Task directions
In the response, each entry below should appear again exactly as given.

*** Opening Input data ***

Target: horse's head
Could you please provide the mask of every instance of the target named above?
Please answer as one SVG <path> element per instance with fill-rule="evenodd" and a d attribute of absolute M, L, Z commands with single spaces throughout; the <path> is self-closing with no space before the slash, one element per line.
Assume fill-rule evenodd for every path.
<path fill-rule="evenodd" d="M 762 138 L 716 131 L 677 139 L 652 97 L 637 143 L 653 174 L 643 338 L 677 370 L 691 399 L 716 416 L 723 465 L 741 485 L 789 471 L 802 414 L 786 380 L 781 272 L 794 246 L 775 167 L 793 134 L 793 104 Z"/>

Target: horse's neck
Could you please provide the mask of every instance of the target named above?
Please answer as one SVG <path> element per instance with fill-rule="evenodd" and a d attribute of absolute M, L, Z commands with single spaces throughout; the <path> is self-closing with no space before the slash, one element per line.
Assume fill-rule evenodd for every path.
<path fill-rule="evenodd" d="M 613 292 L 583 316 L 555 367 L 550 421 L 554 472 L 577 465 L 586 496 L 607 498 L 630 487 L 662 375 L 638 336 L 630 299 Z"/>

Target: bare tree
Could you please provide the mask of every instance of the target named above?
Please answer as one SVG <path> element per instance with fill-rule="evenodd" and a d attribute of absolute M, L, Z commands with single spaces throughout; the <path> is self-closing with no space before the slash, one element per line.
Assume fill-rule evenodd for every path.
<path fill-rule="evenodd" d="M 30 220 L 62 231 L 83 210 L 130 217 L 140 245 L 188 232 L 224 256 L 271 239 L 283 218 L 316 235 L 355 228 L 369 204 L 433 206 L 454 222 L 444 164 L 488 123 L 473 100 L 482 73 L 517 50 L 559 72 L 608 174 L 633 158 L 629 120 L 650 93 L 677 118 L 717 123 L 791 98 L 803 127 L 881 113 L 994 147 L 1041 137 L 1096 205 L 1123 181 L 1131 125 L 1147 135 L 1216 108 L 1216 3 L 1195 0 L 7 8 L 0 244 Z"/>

*** Closing Input data ***

Result of the task
Target: horse's head
Could you please provide the mask of every instance of the target named above?
Please answer as one SVG <path> element per instance with fill-rule="evenodd" and a d attribute of absolute M, L, Z commands with single spaces throughout; the <path> is self-closing with no space before the slash, one element per line.
Assume fill-rule evenodd for every path.
<path fill-rule="evenodd" d="M 762 138 L 716 131 L 677 139 L 652 97 L 637 143 L 653 174 L 643 338 L 677 370 L 691 399 L 716 416 L 723 465 L 741 485 L 789 471 L 802 414 L 786 380 L 781 272 L 794 246 L 775 167 L 793 134 L 793 104 Z"/>

Target: horse's neck
Could you please provide the mask of every instance of the target named above?
Please answer as one SVG <path> element per instance with fill-rule="evenodd" and a d attribute of absolute M, L, Z commands with single spaces throughout; the <path> is self-closing with no space before the slash, one element per line.
Assume fill-rule evenodd for every path.
<path fill-rule="evenodd" d="M 613 292 L 583 316 L 555 367 L 550 421 L 554 472 L 577 465 L 586 496 L 607 498 L 630 487 L 662 375 L 638 336 L 630 299 Z"/>

Target: bare tree
Could you please provide the mask of every instance of the target named above?
Please answer as one SVG <path> element per instance with fill-rule="evenodd" and a d attribute of absolute M, L, Z commands with single spaces throughout; the <path> is self-closing with no space before the slash, one element per line.
Assume fill-rule evenodd for every path.
<path fill-rule="evenodd" d="M 30 220 L 62 231 L 83 210 L 130 217 L 140 245 L 188 232 L 224 256 L 271 239 L 283 218 L 316 235 L 355 228 L 369 204 L 433 206 L 454 222 L 444 164 L 488 123 L 473 100 L 482 73 L 517 50 L 559 72 L 608 174 L 633 158 L 629 120 L 650 93 L 677 118 L 717 123 L 791 98 L 803 127 L 881 113 L 994 147 L 1041 137 L 1096 205 L 1123 181 L 1131 125 L 1147 135 L 1216 108 L 1216 3 L 1195 0 L 7 8 L 0 244 Z"/>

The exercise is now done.